• **Exercise description**: Reproduce every line of the items word for word, leaving out the pictures.

• **Region annotation items**:
• • • • • • •
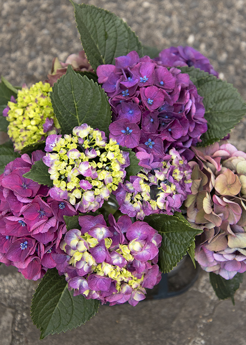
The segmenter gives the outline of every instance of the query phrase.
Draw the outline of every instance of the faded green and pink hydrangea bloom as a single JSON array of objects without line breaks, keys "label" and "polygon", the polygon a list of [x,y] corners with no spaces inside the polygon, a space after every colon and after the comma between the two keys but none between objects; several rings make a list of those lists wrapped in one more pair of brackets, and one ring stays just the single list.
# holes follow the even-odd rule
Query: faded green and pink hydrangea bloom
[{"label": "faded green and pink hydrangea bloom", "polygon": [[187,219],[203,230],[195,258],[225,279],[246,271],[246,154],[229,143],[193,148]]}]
• • • • • • •
• **Exercise answer**:
The segmenter gives the outline of every instance of the query phrase.
Draw the outline of every instance of the faded green and pink hydrangea bloom as a single JSON array of objects without line breaks, keys "label" and "polygon", the polygon a list of [x,y] corners with no spaces inside the polygon, a space after every colon and after the comma between the two keys but none between objects; several rings make a list of those lists wrapped in one more pair of brackets, and one ring stays just the single list.
# holes follow the even-odd rule
Query: faded green and pink hydrangea bloom
[{"label": "faded green and pink hydrangea bloom", "polygon": [[187,219],[203,230],[195,258],[225,279],[246,271],[246,154],[229,143],[193,148]]}]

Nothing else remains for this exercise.